_Exercise details_:
Filter the entries below, keeping only lines with the word "ledge".

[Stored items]
________________________________________

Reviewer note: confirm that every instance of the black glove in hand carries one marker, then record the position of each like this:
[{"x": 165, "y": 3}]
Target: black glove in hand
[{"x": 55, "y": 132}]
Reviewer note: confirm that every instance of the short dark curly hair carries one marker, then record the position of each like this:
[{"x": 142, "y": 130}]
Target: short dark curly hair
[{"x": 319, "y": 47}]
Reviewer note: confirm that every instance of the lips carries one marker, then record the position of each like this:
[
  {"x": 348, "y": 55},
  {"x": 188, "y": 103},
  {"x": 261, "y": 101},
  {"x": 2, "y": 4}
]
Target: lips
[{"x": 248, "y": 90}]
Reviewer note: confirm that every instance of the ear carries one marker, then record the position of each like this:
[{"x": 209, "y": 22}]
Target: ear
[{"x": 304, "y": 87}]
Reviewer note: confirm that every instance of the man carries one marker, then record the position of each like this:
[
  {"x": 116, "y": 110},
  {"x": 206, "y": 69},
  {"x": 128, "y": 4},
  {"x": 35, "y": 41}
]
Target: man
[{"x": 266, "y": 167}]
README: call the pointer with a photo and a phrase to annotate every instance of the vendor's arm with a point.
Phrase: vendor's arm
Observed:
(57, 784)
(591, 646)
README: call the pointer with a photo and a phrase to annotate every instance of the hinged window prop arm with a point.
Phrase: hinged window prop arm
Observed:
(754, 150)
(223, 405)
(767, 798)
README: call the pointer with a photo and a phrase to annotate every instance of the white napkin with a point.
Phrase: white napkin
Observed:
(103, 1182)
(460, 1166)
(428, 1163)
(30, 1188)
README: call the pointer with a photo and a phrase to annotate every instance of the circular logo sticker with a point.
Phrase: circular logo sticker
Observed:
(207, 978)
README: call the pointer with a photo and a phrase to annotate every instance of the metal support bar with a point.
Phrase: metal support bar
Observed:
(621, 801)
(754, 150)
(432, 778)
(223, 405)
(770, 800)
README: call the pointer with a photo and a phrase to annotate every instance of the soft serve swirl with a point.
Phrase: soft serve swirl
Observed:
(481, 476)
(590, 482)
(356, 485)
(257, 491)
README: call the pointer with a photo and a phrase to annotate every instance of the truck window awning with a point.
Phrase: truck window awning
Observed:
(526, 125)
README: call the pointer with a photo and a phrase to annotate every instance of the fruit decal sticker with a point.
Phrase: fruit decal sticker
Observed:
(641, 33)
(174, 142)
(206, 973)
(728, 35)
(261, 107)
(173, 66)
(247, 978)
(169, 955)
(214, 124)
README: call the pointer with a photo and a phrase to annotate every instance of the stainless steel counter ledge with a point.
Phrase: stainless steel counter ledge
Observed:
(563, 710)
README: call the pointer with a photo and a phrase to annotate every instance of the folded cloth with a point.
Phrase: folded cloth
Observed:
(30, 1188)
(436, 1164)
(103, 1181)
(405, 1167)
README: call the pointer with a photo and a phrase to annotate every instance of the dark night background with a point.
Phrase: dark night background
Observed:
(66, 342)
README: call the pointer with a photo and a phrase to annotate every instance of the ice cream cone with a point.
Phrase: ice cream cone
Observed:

________________________________________

_Output for this exercise_:
README: call the pointer with a photo and a phrase to annotate every instance of the stainless steel counter ledge with a point.
Phrase: stainless steel counter ledge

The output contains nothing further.